[Referring expression data]
----------------------------------------
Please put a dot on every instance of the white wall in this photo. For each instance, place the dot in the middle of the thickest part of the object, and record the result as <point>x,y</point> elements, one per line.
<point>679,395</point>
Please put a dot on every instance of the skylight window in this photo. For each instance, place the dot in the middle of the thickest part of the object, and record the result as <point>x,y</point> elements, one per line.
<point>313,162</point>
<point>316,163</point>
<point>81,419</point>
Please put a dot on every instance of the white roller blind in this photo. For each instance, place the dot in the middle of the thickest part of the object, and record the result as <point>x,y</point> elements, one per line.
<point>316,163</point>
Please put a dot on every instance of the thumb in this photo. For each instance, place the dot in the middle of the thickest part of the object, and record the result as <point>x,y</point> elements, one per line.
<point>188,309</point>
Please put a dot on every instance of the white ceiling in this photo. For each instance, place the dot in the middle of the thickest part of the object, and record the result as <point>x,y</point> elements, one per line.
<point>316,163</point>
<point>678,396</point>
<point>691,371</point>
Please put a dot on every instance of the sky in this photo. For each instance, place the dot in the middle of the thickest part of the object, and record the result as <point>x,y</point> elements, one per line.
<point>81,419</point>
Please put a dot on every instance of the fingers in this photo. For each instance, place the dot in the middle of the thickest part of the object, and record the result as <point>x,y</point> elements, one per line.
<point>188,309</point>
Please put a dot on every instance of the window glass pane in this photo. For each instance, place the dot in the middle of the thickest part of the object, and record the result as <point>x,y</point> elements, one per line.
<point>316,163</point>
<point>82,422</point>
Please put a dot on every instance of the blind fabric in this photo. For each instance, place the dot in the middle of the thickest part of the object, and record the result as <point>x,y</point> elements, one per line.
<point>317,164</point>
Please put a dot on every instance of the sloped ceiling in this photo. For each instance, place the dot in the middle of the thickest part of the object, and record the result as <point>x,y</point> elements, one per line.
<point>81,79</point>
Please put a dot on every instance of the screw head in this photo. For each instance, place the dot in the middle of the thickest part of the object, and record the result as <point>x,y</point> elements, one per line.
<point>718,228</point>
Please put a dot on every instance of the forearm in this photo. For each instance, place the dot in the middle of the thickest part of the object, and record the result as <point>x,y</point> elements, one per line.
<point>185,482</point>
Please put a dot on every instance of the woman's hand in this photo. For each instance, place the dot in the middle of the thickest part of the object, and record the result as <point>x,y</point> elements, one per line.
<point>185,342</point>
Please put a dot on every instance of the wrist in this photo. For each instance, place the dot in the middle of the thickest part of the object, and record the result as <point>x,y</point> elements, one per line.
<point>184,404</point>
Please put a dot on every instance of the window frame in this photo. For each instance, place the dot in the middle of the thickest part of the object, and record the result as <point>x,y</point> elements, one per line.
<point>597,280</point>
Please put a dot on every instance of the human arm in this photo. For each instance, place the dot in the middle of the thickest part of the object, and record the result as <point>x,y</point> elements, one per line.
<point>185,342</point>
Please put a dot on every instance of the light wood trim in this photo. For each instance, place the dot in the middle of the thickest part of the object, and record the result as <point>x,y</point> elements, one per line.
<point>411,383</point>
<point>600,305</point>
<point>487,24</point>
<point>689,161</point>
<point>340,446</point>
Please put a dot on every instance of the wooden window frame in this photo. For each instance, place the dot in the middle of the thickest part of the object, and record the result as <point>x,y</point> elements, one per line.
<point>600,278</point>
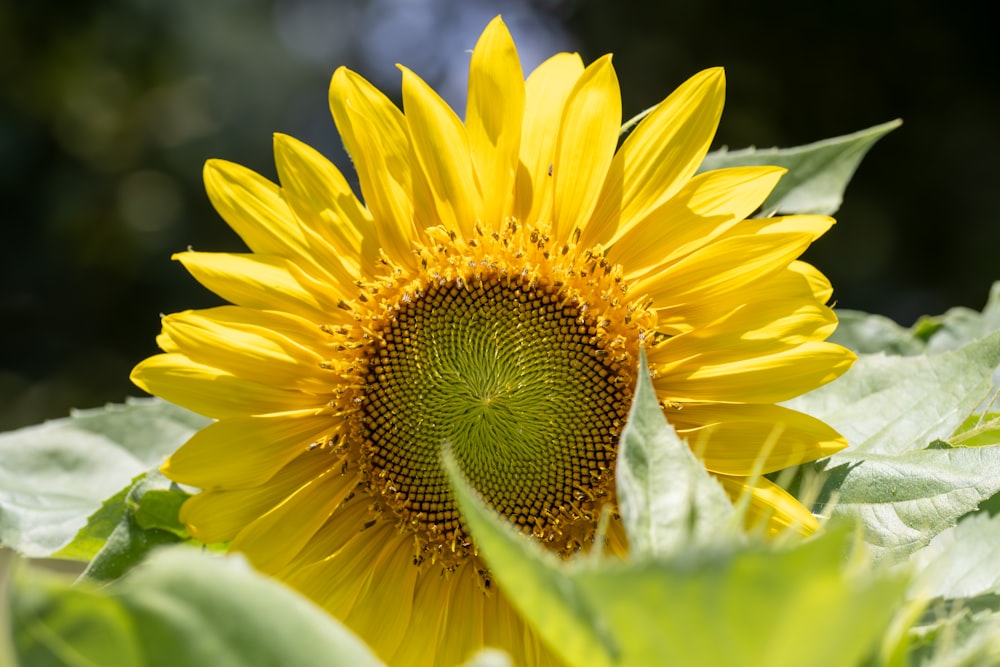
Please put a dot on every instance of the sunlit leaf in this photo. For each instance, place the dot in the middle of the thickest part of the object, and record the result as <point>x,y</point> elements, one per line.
----------------------------------------
YOUR ASSIGNMENT
Each line from the one that holds "Please put a dot on every instance of the wooden" through the end of the entries must be returned exactly, while any pictures stay out.

WORKED SOLUTION
Please put a dot on every instance of the wooden window frame in this photo. For each instance, place the dot in the middle of the thickest part of the object, and record the result as <point>x,y</point> elements, one per line.
<point>600,278</point>
Please put a dot on every instance of the sunlit leaf in this photo. For each instance, place the dot in the middle of the thickest part of the object, and record the result as <point>x,y</point> elements, one per line.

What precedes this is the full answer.